▶ _Documentfragment_
• No results found

Analyse procesmodellen van vastgoedsturing

In document Nieuwe tijden van vastgoedsturing (pagina 28-34)

Er zijn diverse procesmodellen van vastgoedsturing ontwikkeld voor woningcorporaties die houvast bieden tijdens de bedrijfsvoering. In deze paragraaf wordt ingegaan op de Beleidsachtbaan, het Driekamermodel en het OTB-model omdat dit veel gebruikte procesmodellen zijn binnen de

woningcorporatiesector. De zojuist genoemde procesmodellen van vastgoedsturing zijn ontwikkeld om toegepast te worden door

woningcorporaties. In deze paragraaf wordt aandacht geschonken aan het proces en de voor- en nadelen van deze procesmodellen.

3.3.1 Beleidsachtbaan

De Beleidsachtbaan van Van Os (2007) is een procesmodel voor vastgoedsturing die is opgebouwd volgens drie principes, te weten:

 Gelaagdheid in beleid en besluitvorming (strategisch, tactisch, operationeel);

 Beleidscyclus (Demingcircle);

 En de top-down, bottom-up benadering (binnen het proces van implementeren).

Op strategisch niveau wordt gestuurd op de gewenste samenstelling van de vastgoedportefeuille wat stapsgewijs wordt uitgewerkt in het portefeuilleplan. Op tactisch niveau gaat het om exploitatie van deelportefeuilles op buurt-, complex-, en/of woningniveau en het ontwikkelen van investeringsplannen. De investeringsplannen bevatten richtlijnen en kaders die zijn vertaald vanuit het portefeuilleplan ten behoeve van uitvoering op operationeel niveau.

Op operationeel niveau staan verhuur- en beheeractiviteiten centraal. Sturing op operationele activiteiten vindt plaats door middel van onderhouds-, beheer- en bouwplannen.

De beleidsachtbaan (figuur 3.5) is multi-cyclisch van karakter. Woningcorporaties proberen de mogelijke gevolgen van investeringskeuzes op strategisch niveau te voorspellen (ex ante) aan de hand van beleidssimulaties, bij voorkeur vanuit

verschillende scenario’s (Figuur 3.6 stap 4a). Vervolgens worden de uitkomsten van de voorspellingen geëvalueerd, gecontroleerd en vergeleken met resultaten uit het voorgaand beleid. Deze resultaten vormen het portefeuilleplan (van Os, 2014). Vervolgens wordt getoetst in hoeverre de investeringskeuzes van het portefeuilleplan bijdragen aan financiële en maatschappelijke doelstellingen en de wensportefeuille. Het evalueren, voorspellen en toetsen van beleid vindt ook plaats op het tactisch- en operationeel niveau (Figuur 3.6 stap 6a en 6b). In de Beleidsachtbaan bevinden zich twee Demingcircles. Een op strategisch naar tactisch niveau en een van tactisch naar operationeel niveau waarbij, zoals het woord achtbaan suggereert, de twee Demingcircles aan elkaar zijn verbonden waardoor een continu proces ontstaat in het voorspellen, evalueren en uitvoeren van beleid

.

▶ _Rijen_
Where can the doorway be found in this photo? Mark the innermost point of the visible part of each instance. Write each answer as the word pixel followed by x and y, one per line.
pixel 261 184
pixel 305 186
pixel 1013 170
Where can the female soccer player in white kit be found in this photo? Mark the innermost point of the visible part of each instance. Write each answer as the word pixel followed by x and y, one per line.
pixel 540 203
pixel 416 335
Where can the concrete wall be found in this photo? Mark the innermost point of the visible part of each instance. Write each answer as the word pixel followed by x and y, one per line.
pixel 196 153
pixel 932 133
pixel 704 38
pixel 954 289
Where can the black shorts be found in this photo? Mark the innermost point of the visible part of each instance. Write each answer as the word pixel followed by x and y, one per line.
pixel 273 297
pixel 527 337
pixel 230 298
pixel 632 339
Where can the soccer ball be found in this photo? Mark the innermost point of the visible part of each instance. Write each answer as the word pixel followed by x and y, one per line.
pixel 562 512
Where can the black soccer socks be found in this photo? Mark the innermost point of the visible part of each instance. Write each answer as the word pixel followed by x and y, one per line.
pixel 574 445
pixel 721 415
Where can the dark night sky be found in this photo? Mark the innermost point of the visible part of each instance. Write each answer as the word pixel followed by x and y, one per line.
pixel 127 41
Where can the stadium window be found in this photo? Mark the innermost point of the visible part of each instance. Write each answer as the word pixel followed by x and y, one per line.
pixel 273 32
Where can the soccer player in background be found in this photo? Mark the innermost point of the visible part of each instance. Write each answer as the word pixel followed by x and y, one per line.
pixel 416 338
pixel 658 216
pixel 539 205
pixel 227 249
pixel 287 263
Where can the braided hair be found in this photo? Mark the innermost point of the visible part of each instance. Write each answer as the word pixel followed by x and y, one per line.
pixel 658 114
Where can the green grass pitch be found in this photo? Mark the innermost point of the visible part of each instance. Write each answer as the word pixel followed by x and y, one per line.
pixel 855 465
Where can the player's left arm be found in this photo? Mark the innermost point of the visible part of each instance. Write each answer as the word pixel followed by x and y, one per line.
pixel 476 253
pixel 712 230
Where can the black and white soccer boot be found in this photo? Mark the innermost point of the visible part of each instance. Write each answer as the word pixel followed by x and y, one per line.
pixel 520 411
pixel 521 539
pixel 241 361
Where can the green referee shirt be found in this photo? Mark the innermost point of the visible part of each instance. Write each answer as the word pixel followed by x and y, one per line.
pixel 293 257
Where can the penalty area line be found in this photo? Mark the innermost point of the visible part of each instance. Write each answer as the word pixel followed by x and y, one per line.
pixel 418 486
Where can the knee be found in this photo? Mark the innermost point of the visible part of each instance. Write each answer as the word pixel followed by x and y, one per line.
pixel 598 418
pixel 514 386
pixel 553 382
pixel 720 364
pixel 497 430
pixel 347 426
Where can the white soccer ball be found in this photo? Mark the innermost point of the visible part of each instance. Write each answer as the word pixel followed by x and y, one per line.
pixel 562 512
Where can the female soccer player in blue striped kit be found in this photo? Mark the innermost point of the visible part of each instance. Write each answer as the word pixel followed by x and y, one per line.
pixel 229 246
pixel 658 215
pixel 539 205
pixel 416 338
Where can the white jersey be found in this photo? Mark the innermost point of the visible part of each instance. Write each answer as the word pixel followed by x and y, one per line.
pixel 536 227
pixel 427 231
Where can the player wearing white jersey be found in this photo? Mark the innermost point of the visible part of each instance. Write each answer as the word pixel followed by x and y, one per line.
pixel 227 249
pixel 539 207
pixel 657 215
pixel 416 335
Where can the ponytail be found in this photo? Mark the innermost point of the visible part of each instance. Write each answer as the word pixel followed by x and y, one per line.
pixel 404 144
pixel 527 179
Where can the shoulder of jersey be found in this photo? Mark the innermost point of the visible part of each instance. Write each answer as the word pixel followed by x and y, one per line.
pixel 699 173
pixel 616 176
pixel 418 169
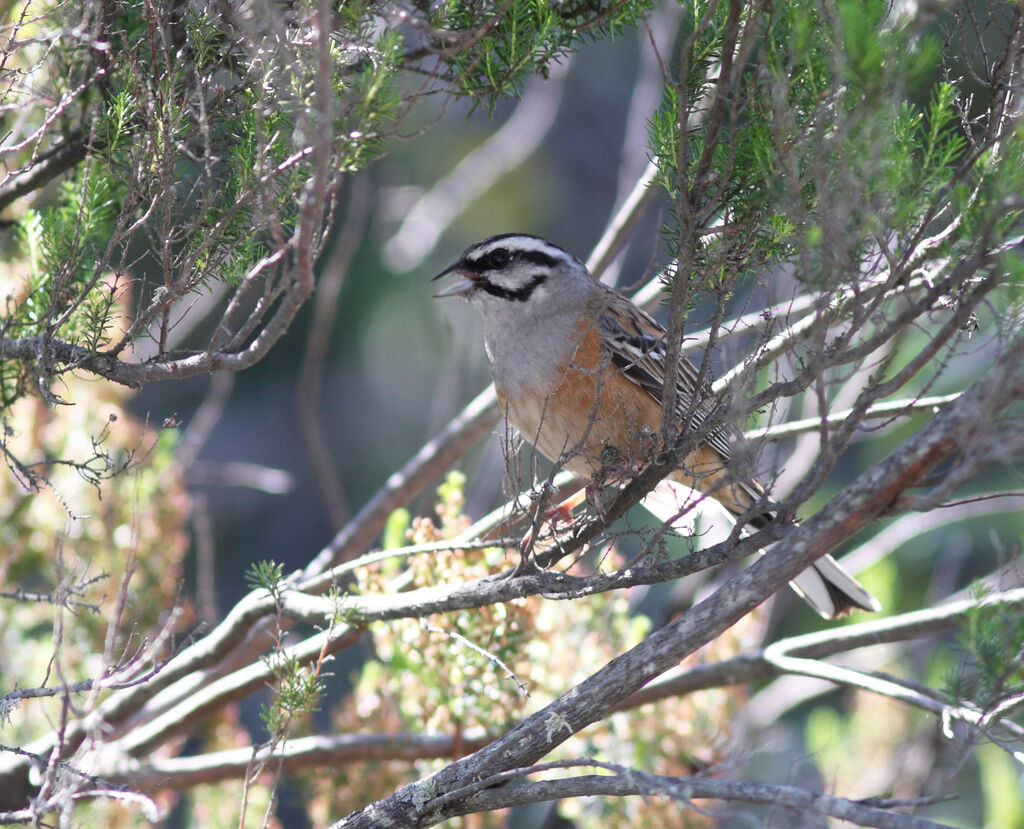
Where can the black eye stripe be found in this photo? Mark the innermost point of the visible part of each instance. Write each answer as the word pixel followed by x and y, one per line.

▶ _Opdracht 1_
Geef uit het documentfragment over procesmodellen van vastgoedsturing het gedeelte van "3.3.1 Beleidsachtbaan" tot en met "proces van implementeren)." letterlijk terug.
▶ _Opdracht 2_
Beantwoord aan de hand van het documentfragment over procesmodellen van vastgoedsturing de volgende vragen:
(a) Welke drie procesmodellen worden in de paragraaf behandeld?
(b) Welke activiteiten staan op operationeel niveau centraal?
(c) Hoeveel Demingcircles bevinden zich in de Beleidsachtbaan?

▶ _Antwoord 1_
3.3.1 Beleidsachtbaan

De Beleidsachtbaan van Van Os (2007) is een procesmodel voor vastgoedsturing die is opgebouwd volgens drie principes, te weten:

 Gelaagdheid in beleid en besluitvorming (strategisch, tactisch, operationeel);

 Beleidscyclus (Demingcircle);

 En de top-down, bottom-up benadering (binnen het proces van implementeren).

▶ _Antwoord 2_
(a) De Beleidsachtbaan, het Driekamermodel en het OTB-model.
(b) Verhuur- en beheeractiviteiten.
(c) Twee.